> Challenge: Extract the text of each entry below exactly, leaving every image behind.
───
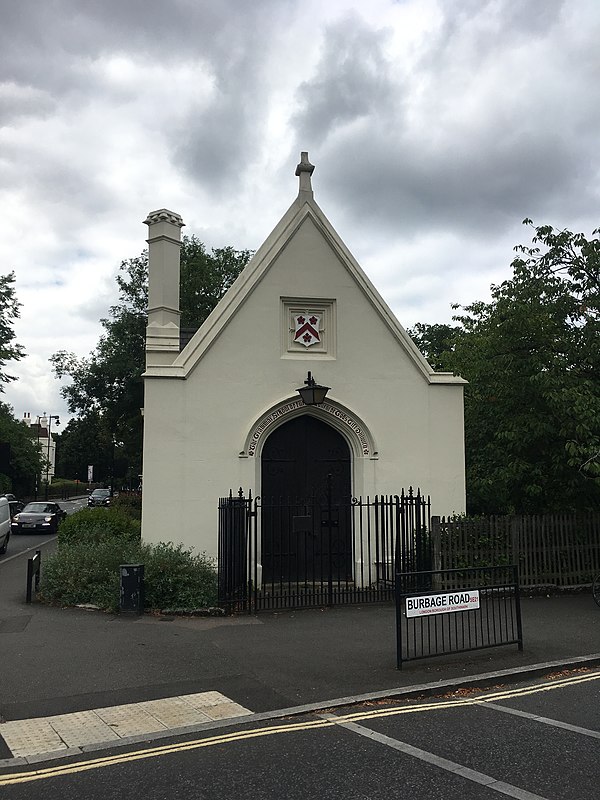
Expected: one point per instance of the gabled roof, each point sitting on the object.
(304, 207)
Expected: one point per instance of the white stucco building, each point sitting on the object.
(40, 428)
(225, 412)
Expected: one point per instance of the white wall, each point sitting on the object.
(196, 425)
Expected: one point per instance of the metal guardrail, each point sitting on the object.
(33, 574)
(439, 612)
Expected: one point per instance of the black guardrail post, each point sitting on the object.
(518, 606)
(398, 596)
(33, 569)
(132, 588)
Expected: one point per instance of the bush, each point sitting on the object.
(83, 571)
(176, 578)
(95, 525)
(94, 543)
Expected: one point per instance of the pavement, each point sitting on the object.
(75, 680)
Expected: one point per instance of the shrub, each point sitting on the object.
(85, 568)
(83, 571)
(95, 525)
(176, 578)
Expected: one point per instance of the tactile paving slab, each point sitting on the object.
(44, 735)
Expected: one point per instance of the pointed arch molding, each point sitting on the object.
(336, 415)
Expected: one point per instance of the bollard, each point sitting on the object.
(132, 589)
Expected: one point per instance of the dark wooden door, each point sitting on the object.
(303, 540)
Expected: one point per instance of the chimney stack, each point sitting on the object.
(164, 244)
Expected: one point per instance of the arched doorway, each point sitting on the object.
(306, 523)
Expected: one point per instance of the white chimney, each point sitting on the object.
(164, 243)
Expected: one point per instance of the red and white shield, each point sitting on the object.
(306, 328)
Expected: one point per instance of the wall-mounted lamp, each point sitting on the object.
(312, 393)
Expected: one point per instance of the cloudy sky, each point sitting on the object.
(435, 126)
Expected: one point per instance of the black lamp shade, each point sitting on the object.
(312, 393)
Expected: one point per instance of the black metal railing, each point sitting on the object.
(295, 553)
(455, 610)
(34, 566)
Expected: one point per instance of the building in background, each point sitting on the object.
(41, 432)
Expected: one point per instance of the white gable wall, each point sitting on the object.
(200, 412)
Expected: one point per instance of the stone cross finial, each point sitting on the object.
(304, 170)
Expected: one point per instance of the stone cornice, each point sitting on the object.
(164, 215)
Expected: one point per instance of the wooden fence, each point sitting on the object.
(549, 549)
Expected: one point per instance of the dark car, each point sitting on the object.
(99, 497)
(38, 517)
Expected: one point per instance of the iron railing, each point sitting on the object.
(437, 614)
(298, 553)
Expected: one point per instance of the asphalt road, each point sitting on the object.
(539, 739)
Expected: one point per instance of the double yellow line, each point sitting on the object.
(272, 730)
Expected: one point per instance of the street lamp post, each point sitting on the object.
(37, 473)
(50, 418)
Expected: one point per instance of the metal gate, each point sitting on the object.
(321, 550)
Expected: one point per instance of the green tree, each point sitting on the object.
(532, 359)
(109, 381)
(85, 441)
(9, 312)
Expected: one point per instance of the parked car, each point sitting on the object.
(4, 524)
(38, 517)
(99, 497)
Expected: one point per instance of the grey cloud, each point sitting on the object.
───
> Exercise solution:
Expected: one point per instance of the gabled roof, each point sitting on the object.
(304, 207)
Expected: one point per instance of the white stucco building, each point sitting on the object.
(40, 428)
(225, 412)
Expected: one point per instance of the white wall, each point sitting on the object.
(196, 425)
Expected: one point per instance of the metal guardrail, each point sitting on the object.
(33, 574)
(439, 612)
Expected: one point per instance of the black guardrail post, each point sitting on the object.
(518, 606)
(398, 596)
(33, 569)
(132, 588)
Expected: one point per instance of the bush, each point sitting on the object.
(83, 571)
(176, 578)
(95, 525)
(94, 543)
Expected: one point per instance of the pavement, each point sitting on the object.
(75, 680)
Expected: one point per instance of the shrub, each point sitting on the object.
(85, 568)
(83, 571)
(95, 525)
(176, 578)
Expected: one point per instance of the tactile paving slab, each point sitting on the object.
(44, 735)
Expected: one point per instance of the pointed arch molding, each point sitting on the object.
(336, 415)
Expected: one point per instance of the bollard, each point sitting on the object.
(132, 589)
Expected: one point per instance of the dark wooden door, each point sitting on the object.
(303, 540)
Expected: one point per instance of the chimney stack, each point sitting on the object.
(164, 244)
Expected: one point per instance of the arched doorway, each point sitting on the object.
(306, 523)
Expected: one point per instance of the white chimney, each point sitting on the object.
(164, 243)
Expected: one point per instance of the red and white shield, each point sitting on the object.
(306, 328)
Expected: one point per instance of the wall-mounted lamp, each point sitting on the object.
(312, 393)
Expected: one point per instance of the cloudy sky, each point sitting on the object.
(435, 126)
Expected: one point per instance of the black lamp shade, each point sitting on the object.
(312, 393)
Expected: one point per instance of the black metal railing, each point sitting on the object.
(295, 553)
(455, 610)
(34, 566)
Expected: one point per instance of the building in background, each point sitting on the object.
(41, 432)
Expected: one point per instance of the white gable wall, each point sitting on the object.
(200, 412)
Expected: one point per instance of the stone cross finial, each point sitting on the object.
(304, 170)
Expected: one point per instance of the stone cornice, each point sitting on the object.
(164, 215)
Expected: one point per instance of the wooden fence, each point sitting on the object.
(549, 549)
Expected: one point per instance of the dark car, each point sitting on the object.
(99, 497)
(38, 517)
Expected: one point per instance of the iron railing, each point sitting on the object.
(437, 614)
(298, 553)
Expected: one point per instance of the asphalt road, each point sitting on the object.
(539, 739)
Expected: one point per instance of the double yellow line, each point sitting on the object.
(272, 730)
Expected: one point per instance of the street lamp post, each point sitting on the object.
(37, 473)
(50, 418)
Expected: one point per instance of the metal gate, each point sitting on the object.
(321, 550)
Expected: one point per instance of the green tree, each point sitting on the object.
(532, 359)
(109, 381)
(85, 441)
(9, 312)
Expected: one point per instance of the parked car, each point sitting on the object.
(4, 524)
(38, 517)
(99, 497)
Expected: one point per instance of the grey cloud, each point sitting on the object.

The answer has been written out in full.